Copy every one of the entries below word for word.

-- AVAILABLE RECORDS start --

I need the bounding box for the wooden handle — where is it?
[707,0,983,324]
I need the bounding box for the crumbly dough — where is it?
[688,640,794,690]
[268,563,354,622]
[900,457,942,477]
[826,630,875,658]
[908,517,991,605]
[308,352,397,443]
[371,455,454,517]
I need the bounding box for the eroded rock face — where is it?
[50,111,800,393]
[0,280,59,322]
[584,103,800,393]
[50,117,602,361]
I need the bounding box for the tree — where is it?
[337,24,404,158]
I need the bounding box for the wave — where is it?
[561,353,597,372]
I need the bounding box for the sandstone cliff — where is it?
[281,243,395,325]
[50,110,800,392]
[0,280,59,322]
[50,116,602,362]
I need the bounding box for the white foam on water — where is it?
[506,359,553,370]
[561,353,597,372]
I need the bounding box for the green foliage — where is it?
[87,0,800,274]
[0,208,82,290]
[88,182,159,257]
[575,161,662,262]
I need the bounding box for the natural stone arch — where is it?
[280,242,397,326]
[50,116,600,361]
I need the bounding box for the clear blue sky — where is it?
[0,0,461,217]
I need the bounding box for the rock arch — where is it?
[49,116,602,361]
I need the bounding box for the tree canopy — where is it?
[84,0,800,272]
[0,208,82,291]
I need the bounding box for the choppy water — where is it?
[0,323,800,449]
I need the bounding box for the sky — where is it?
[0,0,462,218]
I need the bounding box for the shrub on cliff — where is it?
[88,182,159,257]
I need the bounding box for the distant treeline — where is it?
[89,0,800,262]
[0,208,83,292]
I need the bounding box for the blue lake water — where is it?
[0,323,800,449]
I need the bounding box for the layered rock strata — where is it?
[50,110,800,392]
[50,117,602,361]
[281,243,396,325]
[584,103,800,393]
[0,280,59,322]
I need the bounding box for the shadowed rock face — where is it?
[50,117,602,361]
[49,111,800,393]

-- AVAILABLE RECORDS end --

OUTPUT OF THE TASK:
I need the bounding box for the wooden handle — where is it?
[707,0,983,324]
I need the bounding box for the crumbly dough — where is it?
[688,640,794,690]
[268,563,354,622]
[900,457,942,477]
[826,630,875,658]
[908,517,991,605]
[308,352,397,443]
[371,455,454,517]
I need the bounding box for the eroded rock face — where is it?
[50,111,800,393]
[0,280,59,322]
[584,103,800,393]
[50,117,602,361]
I need the bounding box for the tree — where is it?
[337,24,404,158]
I need the bounding box for the wave — where is it?
[561,353,597,372]
I need the bounding box for the sandstone cliff — where is it?
[281,243,395,325]
[50,110,800,392]
[0,280,59,322]
[50,116,602,362]
I need the bounding box for the white foam on water — where is it?
[506,359,553,370]
[561,353,597,372]
I need the bounding box for the green foliage — where is it?
[87,0,800,274]
[0,208,82,290]
[88,182,159,257]
[575,161,662,262]
I need the bounding box for the natural stone arch — where is it?
[280,242,397,326]
[50,116,600,361]
I need the bounding box for the clear blue sky — where is it?
[0,0,461,217]
I need the bounding box for the rock arch — where is it?
[49,116,602,361]
I need the bounding box for the tree canopy — where is it?
[84,0,800,272]
[0,208,82,291]
I need the bounding box for the choppy water — where is it?
[0,323,800,449]
I need the bounding box for the sky — where is it?
[0,0,462,218]
I need the bounding box for the shrub on cliff — where is it?
[88,182,159,257]
I need the bounding box for the distant treeline — where is it?
[89,0,800,262]
[0,208,83,292]
I need the bounding box for the blue lake water — where is it?
[0,323,800,449]
I need the bounding box for the layered rock strata — where is it?
[50,110,800,392]
[50,117,602,361]
[281,243,396,325]
[584,103,800,393]
[0,280,59,322]
I need the bounding box for the shadowed rock face — where is it?
[50,117,602,361]
[49,111,800,393]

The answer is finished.